**What to do:** Reproduce every one of the items below word for word, with no line added, dropped, or altered.
- - -
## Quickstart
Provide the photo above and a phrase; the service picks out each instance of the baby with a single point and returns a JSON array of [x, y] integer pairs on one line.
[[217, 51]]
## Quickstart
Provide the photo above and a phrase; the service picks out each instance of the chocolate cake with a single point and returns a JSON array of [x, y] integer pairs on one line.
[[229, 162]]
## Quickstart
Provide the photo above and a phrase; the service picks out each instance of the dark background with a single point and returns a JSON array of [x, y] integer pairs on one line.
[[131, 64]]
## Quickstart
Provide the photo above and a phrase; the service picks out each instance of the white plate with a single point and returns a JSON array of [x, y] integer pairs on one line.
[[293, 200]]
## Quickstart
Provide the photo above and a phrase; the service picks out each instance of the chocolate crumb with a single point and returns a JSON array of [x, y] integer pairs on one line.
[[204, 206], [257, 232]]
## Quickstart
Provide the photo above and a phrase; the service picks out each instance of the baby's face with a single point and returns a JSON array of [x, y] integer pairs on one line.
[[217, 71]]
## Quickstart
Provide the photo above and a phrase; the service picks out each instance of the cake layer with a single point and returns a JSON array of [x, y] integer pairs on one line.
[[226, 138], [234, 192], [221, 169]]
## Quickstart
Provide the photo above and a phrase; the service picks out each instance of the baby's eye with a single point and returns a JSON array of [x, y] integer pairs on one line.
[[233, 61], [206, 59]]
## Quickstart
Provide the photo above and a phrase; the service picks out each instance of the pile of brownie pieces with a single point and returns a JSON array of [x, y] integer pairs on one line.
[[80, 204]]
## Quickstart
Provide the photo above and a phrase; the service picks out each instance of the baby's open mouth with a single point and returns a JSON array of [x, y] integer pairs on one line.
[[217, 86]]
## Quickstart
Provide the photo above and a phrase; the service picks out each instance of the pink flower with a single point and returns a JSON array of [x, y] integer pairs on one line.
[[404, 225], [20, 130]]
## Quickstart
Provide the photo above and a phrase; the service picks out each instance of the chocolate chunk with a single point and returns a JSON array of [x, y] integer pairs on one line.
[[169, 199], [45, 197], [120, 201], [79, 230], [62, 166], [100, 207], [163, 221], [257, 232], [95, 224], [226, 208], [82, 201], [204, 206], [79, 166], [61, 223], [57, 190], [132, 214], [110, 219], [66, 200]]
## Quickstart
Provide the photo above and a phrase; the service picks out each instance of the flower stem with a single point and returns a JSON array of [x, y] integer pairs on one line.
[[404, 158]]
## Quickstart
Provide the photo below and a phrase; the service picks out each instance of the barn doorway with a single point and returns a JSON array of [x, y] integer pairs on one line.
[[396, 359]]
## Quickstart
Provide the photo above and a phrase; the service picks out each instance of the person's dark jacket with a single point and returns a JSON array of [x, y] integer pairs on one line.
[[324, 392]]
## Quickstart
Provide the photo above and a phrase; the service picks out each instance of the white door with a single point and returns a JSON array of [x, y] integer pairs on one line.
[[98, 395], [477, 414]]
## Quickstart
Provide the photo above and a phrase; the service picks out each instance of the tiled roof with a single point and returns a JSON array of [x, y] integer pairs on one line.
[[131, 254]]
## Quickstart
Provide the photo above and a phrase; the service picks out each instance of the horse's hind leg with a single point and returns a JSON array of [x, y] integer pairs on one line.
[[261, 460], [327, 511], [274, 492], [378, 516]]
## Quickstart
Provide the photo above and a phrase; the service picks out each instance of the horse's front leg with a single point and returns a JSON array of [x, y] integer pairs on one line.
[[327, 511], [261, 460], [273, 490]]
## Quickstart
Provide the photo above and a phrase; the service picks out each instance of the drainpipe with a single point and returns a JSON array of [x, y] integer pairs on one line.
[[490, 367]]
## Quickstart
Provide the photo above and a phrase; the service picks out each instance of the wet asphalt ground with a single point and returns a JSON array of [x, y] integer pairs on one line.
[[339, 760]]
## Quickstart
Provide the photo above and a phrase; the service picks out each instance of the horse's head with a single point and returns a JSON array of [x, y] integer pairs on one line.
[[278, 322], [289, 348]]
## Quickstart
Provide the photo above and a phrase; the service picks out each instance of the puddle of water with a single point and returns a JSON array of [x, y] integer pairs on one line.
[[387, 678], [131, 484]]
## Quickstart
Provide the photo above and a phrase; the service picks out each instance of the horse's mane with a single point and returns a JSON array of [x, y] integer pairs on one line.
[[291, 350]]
- - -
**Exercise solution:**
## Quickstart
Provide the photo above and a phrase; the service picks out each instance of the baby with a single point and returns a JSON array of [x, y] integer pairs on one line.
[[217, 51]]
## Quickstart
Provide the photo above and a phrase; the service picks out each instance of the chocolate cake with a single point and returns a JSON array of [x, y] integer pairs on one line.
[[229, 162]]
## Quickstart
Provide the photo above and a phrase; the service picks out each instance of the dark background with a single point and returns a JSON array of [x, y] integer pairs on one line.
[[131, 64]]
## Quickstart
Provide the photo above and a phrase; the service picks out each instance of the white plate with a single point and returns a JSON array of [x, y] integer pairs on one line.
[[293, 200]]
## Quickstart
Provide the photo above and a phrase; the service picks out each instance of the chocolate crumb with a single point and returns a JSON array of [x, y] integer pairs on one line.
[[204, 206], [257, 232]]
## Quickstart
Provide the photo above and a phrase; the service picks out each instance of the baby's face with a single point and returns a JSON array of [x, y] integer pairs on one line.
[[217, 71]]
## Quickstart
Provide the photo above and a phrase; the service picks out each instance of the cake layer with a single point and returns a JSON array of [x, y] integer pairs on one line.
[[226, 138], [234, 192], [221, 169]]
## Quickstart
Provide the photo above and a phrase; the service picks out each instance of the baby's eye with a single point and returns a JSON array of [x, y] integer pairs on one line.
[[233, 61], [206, 59]]
## Quickstart
Provide the photo above and a phrase; the service picks out each instance of the pile of brownie pieces with a single point and returns a JSON array of [x, y] integer pairs on one line.
[[80, 204]]
## Quickstart
Provide the photo above and a phrase; the service picks out each instance of the baby's open mouth with a single point and returns a JSON array of [x, y] integer pairs on one line.
[[217, 86]]
## Quickstart
Provide the photo above and a phrase; the service picks out each instance of the pink flower with a single point and returns a JSON array of [x, y] integer pairs on one line.
[[404, 225], [20, 130]]
## Quickstart
Provide the photo above and a phrase; the service picks out each instance of the chocolate chunk with a single point and returns a JSON array of [x, y] integer pairs on one line.
[[169, 199], [45, 197], [120, 201], [79, 230], [62, 166], [100, 207], [163, 221], [257, 232], [95, 224], [226, 208], [82, 201], [204, 206], [79, 166], [61, 223], [57, 190], [132, 214], [110, 219], [66, 200]]
## Quickstart
Provide the photo above and a phrase; the service picks out each instance of the flower stem with a single point and returns a JSON array of [x, y] integer pairs on one line.
[[404, 158]]
## Quickstart
Provide the photo below and a phrase; the service picks out each instance of the barn doorway with a single point and returns a JSON array of [x, y] integer pairs on one line.
[[396, 359]]
## Quickstart
Provide the photo above and a phrase; the service picks out each instance of the person's dark jacket with a single point and returns a JSON array of [x, y] integer pairs on one line.
[[324, 392]]
## Quickstart
Provide the photo above and a phrase; the service picks out each instance of the white door with a single point and returns a JSON array of [x, y] integer pairs on one line.
[[98, 395], [477, 414]]
## Quickstart
Provide the photo above and a phrase; the service picks out each instance of the tiled roof with a single point and returns a JSON array of [x, y] integer pairs on one line.
[[131, 254]]
## Quickstart
Provide the photo above and a phrase; the service picks out each instance of the horse's hind leg with a single point and returns a JSON array of [x, y] integer pairs on one line.
[[261, 460], [327, 511], [274, 492], [378, 516]]
## Quickstart
Provide the photo above and a phrase; the service picks out each instance of the horse's front leg with a single point and returns a JSON array of [x, y] integer pairs on one line.
[[327, 511], [261, 460], [273, 490]]
## Quickstart
Provide the photo above and a phrase; the service picks out each instance of the drainpipe with a single point and returns a JSON array of [x, y] integer pairs on one line.
[[490, 367]]
## Quickstart
Provide the photo above and a phrase; the service picks out each instance of the wet asphalt ground with a single point and returns a JSON array of [x, y] integer pairs on one line.
[[339, 760]]
## Quickstart
Provide the photo above and a phrase; the service picks out each instance of the horse's head with a single point and returns a JSON array of [x, y] integer pairs on one line.
[[278, 322], [289, 348]]
## Quickstart
Provide the photo above and a phrase; the service picks out each instance of the puddle of water with a single point and returns a JSON array of [x, y] integer pairs on one line.
[[387, 678], [131, 484]]
## Quickstart
Provide the photo above and a phrase; the service picks out each instance of the horse's mane with a single point and returns a JSON array of [x, y] integer pairs on one line.
[[291, 350]]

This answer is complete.